▶ [Work to be completed]
Begin with the line containing "fin in the photo above." and copy each line exactly through the last line of the entries, inclusive.

▶ [Material to process]
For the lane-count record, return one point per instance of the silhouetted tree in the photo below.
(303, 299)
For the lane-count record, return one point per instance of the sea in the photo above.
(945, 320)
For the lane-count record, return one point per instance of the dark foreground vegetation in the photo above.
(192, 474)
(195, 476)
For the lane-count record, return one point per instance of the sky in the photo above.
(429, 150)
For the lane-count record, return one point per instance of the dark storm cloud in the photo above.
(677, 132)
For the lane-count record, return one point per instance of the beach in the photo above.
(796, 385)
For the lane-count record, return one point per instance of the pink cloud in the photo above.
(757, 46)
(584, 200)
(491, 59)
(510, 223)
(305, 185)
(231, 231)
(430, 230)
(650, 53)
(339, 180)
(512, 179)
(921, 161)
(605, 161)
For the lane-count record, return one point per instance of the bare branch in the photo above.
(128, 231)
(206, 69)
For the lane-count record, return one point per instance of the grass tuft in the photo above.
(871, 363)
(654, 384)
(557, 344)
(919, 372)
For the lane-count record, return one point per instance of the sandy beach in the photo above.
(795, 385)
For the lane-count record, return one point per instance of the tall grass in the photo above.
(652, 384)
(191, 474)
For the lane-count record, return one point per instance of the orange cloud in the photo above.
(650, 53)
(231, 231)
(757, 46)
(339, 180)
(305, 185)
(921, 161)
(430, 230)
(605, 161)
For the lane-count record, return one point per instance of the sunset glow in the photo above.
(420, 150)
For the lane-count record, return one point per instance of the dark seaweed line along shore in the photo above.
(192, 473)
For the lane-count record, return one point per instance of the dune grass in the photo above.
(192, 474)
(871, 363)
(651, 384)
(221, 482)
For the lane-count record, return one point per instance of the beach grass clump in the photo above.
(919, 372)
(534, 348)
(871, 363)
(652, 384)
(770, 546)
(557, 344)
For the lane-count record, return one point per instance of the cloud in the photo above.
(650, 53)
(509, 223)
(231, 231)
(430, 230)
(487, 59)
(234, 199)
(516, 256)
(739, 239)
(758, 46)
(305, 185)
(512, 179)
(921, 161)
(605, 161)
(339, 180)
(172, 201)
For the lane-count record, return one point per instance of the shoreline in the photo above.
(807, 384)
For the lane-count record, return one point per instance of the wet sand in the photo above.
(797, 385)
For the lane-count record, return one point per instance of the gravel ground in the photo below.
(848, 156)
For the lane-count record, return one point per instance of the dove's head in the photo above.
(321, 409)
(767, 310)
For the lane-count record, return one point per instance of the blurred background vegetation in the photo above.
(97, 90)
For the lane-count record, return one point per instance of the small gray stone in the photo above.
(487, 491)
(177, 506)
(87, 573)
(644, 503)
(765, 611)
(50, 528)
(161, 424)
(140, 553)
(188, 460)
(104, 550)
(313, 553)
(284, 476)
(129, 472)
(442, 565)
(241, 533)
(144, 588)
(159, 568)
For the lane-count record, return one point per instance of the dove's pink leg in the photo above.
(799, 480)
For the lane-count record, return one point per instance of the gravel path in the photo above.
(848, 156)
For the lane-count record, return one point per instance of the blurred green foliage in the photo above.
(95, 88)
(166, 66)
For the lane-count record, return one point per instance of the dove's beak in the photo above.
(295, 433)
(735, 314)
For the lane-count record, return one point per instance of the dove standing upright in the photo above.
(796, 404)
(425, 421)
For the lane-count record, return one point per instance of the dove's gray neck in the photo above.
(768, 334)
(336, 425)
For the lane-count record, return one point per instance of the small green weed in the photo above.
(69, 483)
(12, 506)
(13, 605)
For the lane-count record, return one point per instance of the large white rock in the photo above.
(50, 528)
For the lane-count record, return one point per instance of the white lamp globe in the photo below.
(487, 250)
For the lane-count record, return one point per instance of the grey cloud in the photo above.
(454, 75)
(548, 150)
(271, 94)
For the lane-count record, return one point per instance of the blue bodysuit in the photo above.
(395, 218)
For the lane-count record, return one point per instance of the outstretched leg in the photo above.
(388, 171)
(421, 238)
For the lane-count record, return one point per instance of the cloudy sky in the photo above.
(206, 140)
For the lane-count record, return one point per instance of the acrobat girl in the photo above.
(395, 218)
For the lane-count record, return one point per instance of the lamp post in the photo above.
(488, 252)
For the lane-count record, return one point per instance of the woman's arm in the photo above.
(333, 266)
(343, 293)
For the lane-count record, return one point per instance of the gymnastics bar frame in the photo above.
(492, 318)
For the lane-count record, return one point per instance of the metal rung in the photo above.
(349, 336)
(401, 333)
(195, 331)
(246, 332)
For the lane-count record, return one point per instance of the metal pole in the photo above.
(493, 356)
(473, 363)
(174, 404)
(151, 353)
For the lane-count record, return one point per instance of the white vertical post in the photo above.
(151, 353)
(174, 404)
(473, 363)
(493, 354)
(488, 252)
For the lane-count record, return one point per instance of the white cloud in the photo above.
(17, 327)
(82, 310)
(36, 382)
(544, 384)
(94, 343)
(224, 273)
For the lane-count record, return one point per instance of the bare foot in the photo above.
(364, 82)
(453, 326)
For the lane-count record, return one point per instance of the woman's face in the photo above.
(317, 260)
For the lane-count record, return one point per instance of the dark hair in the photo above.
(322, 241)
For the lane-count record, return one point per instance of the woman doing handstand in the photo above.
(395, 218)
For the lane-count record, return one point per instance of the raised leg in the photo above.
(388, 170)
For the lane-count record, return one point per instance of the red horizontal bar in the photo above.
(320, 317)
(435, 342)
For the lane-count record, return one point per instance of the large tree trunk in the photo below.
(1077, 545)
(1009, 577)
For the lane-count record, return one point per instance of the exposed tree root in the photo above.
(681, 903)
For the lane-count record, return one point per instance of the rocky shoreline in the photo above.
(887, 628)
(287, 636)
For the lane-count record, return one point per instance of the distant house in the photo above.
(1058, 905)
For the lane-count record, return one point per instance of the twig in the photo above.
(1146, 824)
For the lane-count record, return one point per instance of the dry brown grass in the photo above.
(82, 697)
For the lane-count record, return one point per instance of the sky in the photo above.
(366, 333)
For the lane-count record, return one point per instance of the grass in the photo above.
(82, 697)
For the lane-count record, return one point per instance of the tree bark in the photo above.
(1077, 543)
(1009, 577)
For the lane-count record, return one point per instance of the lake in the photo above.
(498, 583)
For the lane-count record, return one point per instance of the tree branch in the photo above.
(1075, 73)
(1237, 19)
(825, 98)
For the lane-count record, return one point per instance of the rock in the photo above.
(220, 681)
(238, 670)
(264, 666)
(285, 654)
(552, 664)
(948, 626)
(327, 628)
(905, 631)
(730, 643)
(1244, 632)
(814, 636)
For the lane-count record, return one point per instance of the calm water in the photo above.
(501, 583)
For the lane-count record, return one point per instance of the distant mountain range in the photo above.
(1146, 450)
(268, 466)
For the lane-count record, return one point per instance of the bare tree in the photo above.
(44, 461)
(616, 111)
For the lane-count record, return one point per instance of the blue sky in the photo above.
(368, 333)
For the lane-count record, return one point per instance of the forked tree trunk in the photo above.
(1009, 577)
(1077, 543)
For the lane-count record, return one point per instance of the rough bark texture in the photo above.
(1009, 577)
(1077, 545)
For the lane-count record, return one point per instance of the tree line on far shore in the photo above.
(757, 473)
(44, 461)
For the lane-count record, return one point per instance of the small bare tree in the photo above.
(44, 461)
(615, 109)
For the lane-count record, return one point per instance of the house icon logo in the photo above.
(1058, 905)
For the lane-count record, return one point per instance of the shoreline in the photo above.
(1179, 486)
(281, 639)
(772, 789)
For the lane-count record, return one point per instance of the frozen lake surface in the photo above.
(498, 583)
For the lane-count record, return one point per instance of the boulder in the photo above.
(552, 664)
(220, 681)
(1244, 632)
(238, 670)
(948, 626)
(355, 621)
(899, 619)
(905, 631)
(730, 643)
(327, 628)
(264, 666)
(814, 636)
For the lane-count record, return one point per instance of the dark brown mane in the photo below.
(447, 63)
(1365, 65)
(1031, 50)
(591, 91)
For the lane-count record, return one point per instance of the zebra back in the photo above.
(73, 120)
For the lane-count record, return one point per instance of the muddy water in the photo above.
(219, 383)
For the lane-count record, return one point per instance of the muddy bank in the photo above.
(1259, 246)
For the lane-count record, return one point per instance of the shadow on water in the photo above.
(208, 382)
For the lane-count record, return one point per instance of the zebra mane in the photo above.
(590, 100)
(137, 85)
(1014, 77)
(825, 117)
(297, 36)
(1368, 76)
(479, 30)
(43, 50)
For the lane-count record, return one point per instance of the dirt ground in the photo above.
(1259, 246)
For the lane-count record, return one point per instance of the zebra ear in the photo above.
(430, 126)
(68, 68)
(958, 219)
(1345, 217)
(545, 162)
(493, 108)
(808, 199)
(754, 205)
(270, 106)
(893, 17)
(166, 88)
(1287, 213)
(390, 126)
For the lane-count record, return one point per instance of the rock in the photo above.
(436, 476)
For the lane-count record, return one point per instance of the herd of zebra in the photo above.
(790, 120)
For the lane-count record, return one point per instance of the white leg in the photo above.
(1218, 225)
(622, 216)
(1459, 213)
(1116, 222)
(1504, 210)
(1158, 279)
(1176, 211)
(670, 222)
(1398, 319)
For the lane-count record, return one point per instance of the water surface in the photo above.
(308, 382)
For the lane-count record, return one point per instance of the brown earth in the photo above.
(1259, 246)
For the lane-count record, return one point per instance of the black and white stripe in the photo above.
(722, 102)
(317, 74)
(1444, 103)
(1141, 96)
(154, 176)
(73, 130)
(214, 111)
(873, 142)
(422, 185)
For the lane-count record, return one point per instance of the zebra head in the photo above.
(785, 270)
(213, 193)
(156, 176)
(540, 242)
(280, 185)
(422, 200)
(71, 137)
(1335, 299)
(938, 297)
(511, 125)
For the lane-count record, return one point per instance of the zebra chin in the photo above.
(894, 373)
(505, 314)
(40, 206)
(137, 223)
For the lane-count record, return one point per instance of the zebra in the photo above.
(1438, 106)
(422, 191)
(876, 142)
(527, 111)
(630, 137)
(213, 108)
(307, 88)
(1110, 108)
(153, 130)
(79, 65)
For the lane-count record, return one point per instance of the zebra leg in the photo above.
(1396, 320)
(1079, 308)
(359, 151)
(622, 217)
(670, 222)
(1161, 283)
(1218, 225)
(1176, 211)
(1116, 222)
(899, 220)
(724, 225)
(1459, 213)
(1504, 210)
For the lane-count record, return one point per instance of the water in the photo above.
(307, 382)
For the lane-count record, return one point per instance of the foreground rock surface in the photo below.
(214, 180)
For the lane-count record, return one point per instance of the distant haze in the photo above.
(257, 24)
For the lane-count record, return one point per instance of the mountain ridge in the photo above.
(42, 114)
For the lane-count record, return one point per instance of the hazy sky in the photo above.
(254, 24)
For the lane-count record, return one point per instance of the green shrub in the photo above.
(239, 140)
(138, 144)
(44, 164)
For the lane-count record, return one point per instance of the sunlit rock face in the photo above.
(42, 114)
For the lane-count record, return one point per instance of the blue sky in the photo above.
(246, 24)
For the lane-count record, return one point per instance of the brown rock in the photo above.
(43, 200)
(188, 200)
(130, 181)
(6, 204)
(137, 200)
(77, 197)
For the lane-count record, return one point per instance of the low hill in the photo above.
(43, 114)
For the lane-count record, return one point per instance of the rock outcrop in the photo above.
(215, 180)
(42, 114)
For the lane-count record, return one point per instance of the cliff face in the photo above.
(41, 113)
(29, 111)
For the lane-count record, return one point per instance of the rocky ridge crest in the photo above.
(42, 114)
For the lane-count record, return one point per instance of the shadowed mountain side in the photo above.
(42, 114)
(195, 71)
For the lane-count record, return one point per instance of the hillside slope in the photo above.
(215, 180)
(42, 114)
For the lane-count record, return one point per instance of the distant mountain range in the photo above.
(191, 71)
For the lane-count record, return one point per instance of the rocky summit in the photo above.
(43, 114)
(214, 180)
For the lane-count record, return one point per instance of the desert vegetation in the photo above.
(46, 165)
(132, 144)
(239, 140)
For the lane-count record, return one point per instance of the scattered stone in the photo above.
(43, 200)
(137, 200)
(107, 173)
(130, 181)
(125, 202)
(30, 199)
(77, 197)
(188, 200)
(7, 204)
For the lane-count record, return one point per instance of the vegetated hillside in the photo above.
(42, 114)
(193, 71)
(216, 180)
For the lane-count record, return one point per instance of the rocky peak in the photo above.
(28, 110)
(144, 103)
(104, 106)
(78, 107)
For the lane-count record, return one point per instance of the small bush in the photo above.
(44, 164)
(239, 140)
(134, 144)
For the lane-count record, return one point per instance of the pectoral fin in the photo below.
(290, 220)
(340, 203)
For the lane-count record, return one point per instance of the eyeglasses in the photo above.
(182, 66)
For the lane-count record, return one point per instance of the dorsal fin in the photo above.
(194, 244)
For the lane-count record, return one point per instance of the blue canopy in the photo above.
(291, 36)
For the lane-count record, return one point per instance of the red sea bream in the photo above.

▶ [Your solution]
For the lane-count record, return one point per instance of the dorsal fin in the photo above.
(194, 244)
For the lane-count record, return one point per instance of the blue canopy in the photo above.
(291, 36)
For the lane-count record, return one point per instance of the red sea bream in the photo above.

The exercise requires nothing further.